#### DATA ENTRIES ####

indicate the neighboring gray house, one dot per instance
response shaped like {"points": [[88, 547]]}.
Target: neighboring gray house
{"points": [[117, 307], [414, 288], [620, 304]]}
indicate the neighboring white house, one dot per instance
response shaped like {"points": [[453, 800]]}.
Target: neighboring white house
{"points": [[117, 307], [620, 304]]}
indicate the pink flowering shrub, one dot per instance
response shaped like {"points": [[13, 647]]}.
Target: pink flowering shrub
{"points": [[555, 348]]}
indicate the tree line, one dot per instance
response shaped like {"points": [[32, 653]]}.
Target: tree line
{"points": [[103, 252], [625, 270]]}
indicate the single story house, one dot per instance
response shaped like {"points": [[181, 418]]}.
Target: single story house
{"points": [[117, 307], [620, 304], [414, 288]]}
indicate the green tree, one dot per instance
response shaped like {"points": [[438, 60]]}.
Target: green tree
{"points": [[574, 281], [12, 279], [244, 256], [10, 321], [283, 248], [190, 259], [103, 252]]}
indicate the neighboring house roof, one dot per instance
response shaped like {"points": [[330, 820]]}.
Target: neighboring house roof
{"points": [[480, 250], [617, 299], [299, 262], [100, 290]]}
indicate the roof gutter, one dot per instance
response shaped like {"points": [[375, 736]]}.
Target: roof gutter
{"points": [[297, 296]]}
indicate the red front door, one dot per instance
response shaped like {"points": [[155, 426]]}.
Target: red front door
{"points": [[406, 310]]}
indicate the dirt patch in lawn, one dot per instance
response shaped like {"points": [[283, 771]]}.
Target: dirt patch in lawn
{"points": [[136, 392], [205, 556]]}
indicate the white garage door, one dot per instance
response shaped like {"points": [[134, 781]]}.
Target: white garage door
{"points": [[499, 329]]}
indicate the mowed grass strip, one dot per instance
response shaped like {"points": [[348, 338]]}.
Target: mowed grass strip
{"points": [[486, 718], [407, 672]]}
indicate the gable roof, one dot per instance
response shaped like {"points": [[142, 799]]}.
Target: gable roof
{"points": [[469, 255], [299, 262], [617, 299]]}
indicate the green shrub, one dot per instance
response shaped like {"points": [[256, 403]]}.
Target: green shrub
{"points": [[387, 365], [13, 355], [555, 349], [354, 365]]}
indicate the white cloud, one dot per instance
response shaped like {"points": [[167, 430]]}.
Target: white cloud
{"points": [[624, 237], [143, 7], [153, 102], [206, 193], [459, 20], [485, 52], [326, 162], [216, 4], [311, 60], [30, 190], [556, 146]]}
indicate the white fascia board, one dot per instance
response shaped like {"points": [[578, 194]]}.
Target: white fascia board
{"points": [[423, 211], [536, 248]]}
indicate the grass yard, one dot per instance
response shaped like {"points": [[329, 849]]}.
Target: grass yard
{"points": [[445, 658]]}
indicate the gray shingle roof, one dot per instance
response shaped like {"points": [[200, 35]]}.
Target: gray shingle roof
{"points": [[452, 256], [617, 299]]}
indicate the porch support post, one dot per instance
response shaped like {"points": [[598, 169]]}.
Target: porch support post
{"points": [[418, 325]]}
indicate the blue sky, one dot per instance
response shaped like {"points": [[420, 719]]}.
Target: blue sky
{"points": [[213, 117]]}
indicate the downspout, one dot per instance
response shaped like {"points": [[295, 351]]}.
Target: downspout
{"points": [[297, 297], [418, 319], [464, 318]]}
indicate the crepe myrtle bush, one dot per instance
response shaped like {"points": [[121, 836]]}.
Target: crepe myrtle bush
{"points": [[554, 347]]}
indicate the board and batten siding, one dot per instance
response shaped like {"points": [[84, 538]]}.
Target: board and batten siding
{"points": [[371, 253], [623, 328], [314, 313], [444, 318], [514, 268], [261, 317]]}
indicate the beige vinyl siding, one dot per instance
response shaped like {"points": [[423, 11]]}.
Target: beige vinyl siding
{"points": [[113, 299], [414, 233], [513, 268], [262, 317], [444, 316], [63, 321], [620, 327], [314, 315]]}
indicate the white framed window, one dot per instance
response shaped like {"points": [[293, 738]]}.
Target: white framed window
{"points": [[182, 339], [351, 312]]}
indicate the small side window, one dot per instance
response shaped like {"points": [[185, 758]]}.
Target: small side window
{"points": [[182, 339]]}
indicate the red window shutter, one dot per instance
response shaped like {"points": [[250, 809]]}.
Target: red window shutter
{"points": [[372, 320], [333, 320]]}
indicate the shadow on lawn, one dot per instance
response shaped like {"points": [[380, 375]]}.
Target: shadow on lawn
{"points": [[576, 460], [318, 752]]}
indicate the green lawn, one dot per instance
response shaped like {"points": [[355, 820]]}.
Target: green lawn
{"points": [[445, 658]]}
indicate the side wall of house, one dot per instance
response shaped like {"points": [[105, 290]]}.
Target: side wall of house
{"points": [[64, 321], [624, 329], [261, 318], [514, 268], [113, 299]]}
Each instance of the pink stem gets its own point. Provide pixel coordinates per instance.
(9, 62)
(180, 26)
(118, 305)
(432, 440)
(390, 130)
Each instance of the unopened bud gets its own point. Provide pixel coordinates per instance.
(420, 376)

####

• **SET EXERCISE**:
Could you update the stretch from the line containing "indicate the shadow" through the end of the records by writing those lines out again with "lawn" changed to "yard" and everything else left as is?

• **ANSWER FOR THE TASK**:
indicate the shadow on yard, one dot per instance
response shaped like {"points": [[380, 375]]}.
Target: shadow on yard
{"points": [[576, 460], [318, 752]]}
indicate the green yard, one dot per instance
response shaped like {"points": [[355, 820]]}.
Target: green yard
{"points": [[445, 658]]}
indicate the side wall of house, one dot per instance
response shaped like {"points": [[105, 290]]}.
Target: side wall of house
{"points": [[64, 321], [624, 329], [261, 318], [514, 268], [113, 299]]}
Each instance of the pink stem gets its own point. Provide pixel coordinates per instance.
(9, 62)
(180, 26)
(118, 305)
(432, 440)
(390, 130)
Each instance of the unopened bud gets its own point. Provide pixel coordinates per instance.
(420, 376)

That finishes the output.